- [Records from a dataset]:
Start of Block

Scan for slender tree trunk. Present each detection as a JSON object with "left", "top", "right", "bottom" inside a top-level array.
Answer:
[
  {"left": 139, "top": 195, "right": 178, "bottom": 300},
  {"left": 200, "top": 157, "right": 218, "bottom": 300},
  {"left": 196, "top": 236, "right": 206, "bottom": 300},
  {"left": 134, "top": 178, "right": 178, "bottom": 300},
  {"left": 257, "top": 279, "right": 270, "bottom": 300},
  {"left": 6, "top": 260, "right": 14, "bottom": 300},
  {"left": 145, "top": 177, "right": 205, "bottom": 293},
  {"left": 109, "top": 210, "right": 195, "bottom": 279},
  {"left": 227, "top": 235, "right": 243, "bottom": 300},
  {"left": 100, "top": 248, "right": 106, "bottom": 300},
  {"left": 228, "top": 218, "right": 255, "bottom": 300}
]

End of Block

- [Task]: Retype all of the records so that every line matches the original exactly.

- [Exercise solution]:
Scan for slender tree trunk. Present each detection as a JSON object with "left", "top", "right", "bottom" inside a top-level array.
Answer:
[
  {"left": 139, "top": 195, "right": 178, "bottom": 300},
  {"left": 200, "top": 157, "right": 218, "bottom": 300},
  {"left": 196, "top": 236, "right": 206, "bottom": 300},
  {"left": 134, "top": 178, "right": 178, "bottom": 300},
  {"left": 257, "top": 279, "right": 270, "bottom": 300},
  {"left": 6, "top": 260, "right": 14, "bottom": 300},
  {"left": 145, "top": 177, "right": 205, "bottom": 293},
  {"left": 109, "top": 210, "right": 195, "bottom": 279},
  {"left": 227, "top": 235, "right": 243, "bottom": 300},
  {"left": 100, "top": 248, "right": 106, "bottom": 300},
  {"left": 228, "top": 218, "right": 255, "bottom": 300}
]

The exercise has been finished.